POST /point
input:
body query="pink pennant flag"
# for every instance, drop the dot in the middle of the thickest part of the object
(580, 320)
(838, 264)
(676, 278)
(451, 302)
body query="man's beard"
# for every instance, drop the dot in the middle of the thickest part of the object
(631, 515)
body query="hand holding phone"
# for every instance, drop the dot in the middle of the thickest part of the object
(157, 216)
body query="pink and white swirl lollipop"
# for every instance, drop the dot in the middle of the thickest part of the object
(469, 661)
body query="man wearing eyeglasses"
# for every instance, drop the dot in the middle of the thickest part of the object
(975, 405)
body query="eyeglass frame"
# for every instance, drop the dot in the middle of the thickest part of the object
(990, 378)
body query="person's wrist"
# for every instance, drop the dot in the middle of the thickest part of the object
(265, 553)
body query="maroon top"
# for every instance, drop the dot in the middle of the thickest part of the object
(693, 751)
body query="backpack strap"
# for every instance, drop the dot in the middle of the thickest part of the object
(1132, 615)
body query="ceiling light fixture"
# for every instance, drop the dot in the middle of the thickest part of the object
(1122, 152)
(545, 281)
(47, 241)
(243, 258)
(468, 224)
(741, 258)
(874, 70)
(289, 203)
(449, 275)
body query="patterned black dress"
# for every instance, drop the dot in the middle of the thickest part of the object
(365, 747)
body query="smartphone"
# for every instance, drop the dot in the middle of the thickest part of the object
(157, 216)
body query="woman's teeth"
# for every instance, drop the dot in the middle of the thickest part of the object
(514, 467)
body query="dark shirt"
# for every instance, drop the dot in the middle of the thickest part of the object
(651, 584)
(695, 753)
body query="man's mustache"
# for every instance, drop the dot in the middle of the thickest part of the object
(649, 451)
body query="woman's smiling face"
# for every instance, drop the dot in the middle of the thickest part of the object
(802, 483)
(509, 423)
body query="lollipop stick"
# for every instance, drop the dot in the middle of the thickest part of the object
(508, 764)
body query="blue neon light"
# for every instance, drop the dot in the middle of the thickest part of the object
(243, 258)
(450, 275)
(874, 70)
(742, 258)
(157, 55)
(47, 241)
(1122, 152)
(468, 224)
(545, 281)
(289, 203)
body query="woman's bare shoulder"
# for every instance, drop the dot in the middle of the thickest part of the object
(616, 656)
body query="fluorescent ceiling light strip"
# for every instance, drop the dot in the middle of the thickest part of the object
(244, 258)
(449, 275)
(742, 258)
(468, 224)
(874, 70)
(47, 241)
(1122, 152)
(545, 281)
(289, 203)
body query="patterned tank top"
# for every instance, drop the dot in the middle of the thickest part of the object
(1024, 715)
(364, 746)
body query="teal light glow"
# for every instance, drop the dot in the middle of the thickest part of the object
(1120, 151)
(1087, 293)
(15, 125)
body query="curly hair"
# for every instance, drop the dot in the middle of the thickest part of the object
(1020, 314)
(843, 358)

___

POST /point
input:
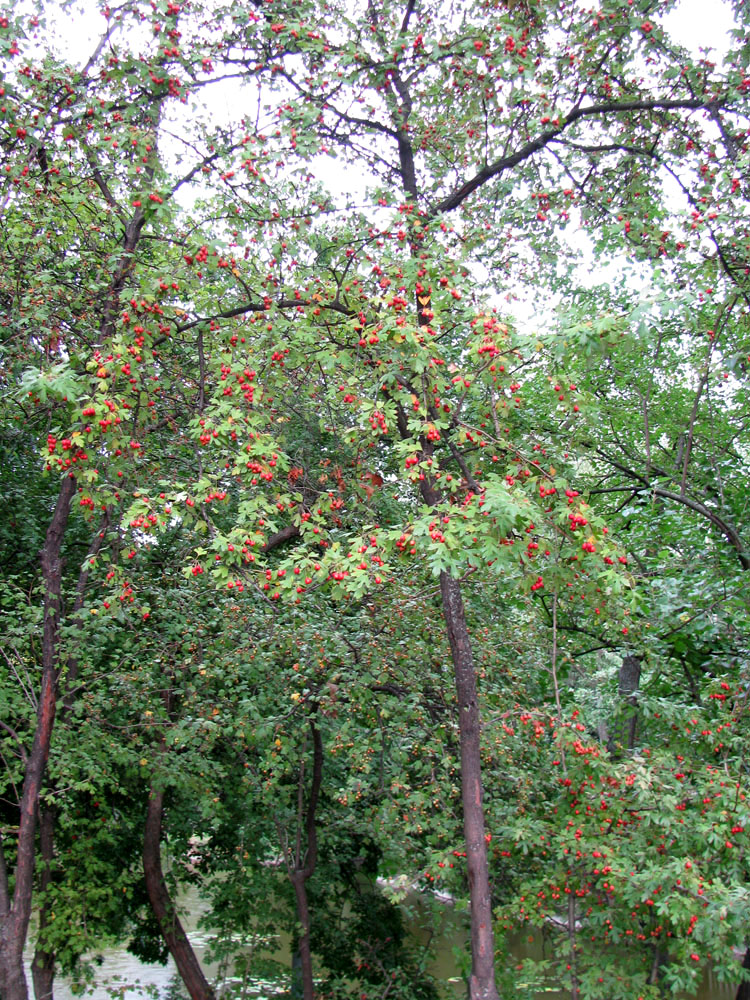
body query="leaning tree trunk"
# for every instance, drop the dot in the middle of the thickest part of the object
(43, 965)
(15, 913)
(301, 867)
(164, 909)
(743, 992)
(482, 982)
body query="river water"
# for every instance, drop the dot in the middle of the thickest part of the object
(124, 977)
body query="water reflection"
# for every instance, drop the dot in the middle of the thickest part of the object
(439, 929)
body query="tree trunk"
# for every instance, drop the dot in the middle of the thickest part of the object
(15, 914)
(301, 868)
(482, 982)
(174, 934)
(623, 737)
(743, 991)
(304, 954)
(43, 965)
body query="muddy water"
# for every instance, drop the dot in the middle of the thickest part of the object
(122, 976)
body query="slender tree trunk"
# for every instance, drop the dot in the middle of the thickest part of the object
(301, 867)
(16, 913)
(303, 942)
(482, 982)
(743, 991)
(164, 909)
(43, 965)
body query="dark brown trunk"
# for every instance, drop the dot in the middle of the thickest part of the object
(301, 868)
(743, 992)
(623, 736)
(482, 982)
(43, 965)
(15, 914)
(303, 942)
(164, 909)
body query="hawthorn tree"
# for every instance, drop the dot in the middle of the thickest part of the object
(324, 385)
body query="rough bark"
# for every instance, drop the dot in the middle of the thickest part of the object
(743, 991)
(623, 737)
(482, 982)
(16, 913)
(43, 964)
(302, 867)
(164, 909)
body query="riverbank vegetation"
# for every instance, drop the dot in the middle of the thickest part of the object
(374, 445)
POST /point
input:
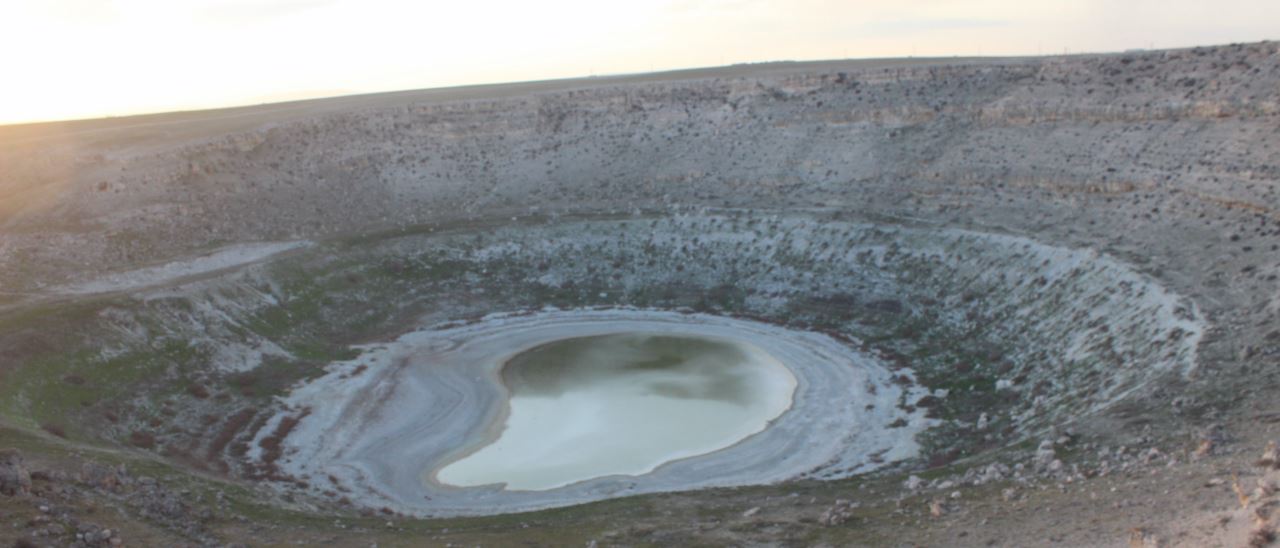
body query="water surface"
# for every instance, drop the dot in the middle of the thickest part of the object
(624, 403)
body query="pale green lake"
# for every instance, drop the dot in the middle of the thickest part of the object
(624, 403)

___

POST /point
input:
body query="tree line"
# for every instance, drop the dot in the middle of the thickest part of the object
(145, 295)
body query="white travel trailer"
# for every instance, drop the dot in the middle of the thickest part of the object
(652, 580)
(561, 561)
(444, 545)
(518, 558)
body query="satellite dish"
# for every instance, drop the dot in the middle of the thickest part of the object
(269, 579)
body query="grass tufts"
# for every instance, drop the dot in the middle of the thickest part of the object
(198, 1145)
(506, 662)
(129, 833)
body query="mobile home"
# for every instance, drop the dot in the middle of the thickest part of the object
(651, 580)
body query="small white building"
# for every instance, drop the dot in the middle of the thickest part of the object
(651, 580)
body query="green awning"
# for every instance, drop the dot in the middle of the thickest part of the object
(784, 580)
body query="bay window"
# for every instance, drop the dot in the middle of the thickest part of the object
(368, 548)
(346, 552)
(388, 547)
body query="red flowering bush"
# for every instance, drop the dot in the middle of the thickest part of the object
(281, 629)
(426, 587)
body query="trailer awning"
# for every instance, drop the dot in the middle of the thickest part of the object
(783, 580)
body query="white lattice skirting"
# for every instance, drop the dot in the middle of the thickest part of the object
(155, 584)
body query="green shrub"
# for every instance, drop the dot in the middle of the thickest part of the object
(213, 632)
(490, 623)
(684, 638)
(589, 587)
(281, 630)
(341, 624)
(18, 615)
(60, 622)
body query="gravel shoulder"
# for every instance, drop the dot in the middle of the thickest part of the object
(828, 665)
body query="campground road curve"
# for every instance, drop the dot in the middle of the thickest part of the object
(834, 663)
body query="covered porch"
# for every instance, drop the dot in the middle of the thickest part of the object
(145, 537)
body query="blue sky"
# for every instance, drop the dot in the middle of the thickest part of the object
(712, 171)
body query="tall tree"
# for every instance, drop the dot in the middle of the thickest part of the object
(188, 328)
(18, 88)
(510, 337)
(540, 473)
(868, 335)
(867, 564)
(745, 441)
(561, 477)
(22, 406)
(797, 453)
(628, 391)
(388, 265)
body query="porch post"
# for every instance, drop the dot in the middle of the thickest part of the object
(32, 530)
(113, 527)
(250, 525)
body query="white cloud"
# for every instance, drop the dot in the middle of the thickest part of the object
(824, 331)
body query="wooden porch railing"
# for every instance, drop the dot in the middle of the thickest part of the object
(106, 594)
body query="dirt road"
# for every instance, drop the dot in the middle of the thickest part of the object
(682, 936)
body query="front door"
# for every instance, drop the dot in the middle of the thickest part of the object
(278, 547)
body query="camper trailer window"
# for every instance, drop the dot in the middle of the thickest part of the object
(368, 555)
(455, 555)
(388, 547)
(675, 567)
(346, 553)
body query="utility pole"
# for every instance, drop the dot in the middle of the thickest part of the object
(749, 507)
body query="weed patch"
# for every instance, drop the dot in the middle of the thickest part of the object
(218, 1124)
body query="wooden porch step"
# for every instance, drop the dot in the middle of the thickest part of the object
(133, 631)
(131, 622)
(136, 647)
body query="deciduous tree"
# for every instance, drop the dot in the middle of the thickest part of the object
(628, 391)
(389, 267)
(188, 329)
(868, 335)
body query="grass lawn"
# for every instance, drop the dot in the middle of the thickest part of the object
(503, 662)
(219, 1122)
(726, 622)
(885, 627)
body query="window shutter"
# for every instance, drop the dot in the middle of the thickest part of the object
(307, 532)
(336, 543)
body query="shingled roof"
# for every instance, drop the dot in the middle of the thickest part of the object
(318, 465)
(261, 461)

___

**TASK DETAILS:**
Please gather every line in the records that contains the string "pink", matching case exactly.

**SOLUTION:**
body query="pink pennant flag"
body query="pink and white swirl lollipop"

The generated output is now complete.